ÉNONCÉ DU PROBLÈME 1 -
D'après le texte fourni, à quelle date s'est tenu le comité de management commercial au cours duquel BVHE a commenté la note interne ?

130. BVHE a eu connaissance de cette note interne, ce qui a suscité les commentaires suivants au cours d'un comité de management commercial du 23 mai 1996 (cote 1700) : " Continent : Compte tenu du mémo de France de Mijolla tous les magasins doivent savoir qu'ils bénéficient de 14 % de RFA néanmoins PHM va informer France de Mijolla qu'elle prend un risque important en communiquant ce type d'information ".

131. Ces déclarations sont corroborées par une note manuscrite du président de BVHE saisie au siège de BVHE, non datée mais portée sur un cahier dont les pages précédentes sont datées de mars 1996, relevant qu'une garantie de taux global de ristournes de fin d'année ou RFA de 14,5 % avait été donnée à la CIM (cote 1701).

b) Dans le cadre des importations

132. La CIM international a relancé des négociations avec BVHE afin de globaliser ses achats et d'obtenir de meilleurs tarifs. Elle souhaitait bénéficier des mêmes tarifs que ses filiales belges, tarifs inférieurs de 10% aux tarifs français.

133. Le directeur des achats de CIM international déclarait à ce propos (cotes 1703 à 1709) : " Lors d'une réunion avec BVHE nous avions abordé le problème de la différence de prix entre les cassettes BVHE belges et françaises. Nous avions calculé que cette différence de prix s'élevait entre 8 et 10 % environ. Or nous avions la possibilité via notre filiale belge GIB en Belgique de nous approvisionner avec des tarifs plus intéressants. Nous avons présenté cette revendication à BVHE ".

134. Une télécopie saisie au siège de BVHE expose l'argumentaire devant être exposé à la CIM lors d'une réunion du 13 décembre 1996, résumé par le Président de BVHE lors de son audition : " La CIM international en 1996 a constaté des différences de prix d'achat entre BVHE Paris et ses filiales GB et GIB en Belgique et nous ont demandé des explications, ceci dans le but d'obtenir de meilleures conditions d'achats. Nous leur avons répondu trois choses : 1/ pour comparer ce qui était comparable il fallait prendre en considération les avantages différés et pas seulement les tarifs. 2/ Il y avait une influence majeure au niveau des taux de change. 3/ BVHE n'ayant pas de stratégie européenne mais locale, les tarifs étaient locaux. Lorsque j'ai exposé le fait qu'il fallait comparer les avantages différés de BVHE Paris par rapport à ceux de Belgique je leur ai précisé tous les avantages différés : trois grands pôles : ristournes de fin d'année, participations publicitaires pour mise en avant et participations pour catalogue. Je leur ai alors précisé qu'il fallait prendre en compte des éléments dans l'analyse comparative de leurs conditions d'achat sur ces deux marchés. A l'issue de cet entretien, CIM international ne nous a pas demandé depuis d'explication concernant cette différence de tarifs entre la France et la Belgique " (cotes 1710 et 1711).

ÉNONCÉ DU PROBLÈME 2 -
Reproduisez à l'identique les lignes de l'exercice ci-dessous, depuis celle qui contient "Game engine object recognition — detect maroon" jusqu'à la dernière ligne de l'exercice, les deux bornes comprises.

LIGNES DE L'EXERCICE -
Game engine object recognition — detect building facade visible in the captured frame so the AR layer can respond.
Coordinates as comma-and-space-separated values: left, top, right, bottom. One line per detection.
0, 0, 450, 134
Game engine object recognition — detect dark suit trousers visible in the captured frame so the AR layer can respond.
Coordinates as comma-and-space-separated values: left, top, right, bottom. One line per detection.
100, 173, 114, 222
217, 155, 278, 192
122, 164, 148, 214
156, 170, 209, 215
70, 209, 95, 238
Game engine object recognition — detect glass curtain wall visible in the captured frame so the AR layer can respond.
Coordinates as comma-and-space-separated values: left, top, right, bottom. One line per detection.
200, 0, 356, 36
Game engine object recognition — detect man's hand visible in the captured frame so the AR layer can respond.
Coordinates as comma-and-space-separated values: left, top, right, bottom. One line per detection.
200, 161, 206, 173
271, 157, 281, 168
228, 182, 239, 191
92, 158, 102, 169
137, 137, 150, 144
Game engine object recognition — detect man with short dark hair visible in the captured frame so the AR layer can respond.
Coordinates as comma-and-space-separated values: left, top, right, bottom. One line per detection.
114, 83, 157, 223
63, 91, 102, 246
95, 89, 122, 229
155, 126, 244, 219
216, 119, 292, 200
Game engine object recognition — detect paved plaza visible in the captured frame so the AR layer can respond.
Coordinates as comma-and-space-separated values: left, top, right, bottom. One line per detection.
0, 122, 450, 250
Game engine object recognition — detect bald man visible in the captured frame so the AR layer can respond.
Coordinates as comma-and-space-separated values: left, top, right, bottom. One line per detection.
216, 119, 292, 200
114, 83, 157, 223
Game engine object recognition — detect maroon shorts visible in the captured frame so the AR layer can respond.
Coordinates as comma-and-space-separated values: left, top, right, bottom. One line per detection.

RÉPONSE 1 -
Le 23 mai 1996.

RÉPONSE 2 -
Game engine object recognition — detect maroon shorts visible in the captured frame so the AR layer can respond.
Coordinates as comma-and-space-separated values: left, top, right, bottom. One line per detection.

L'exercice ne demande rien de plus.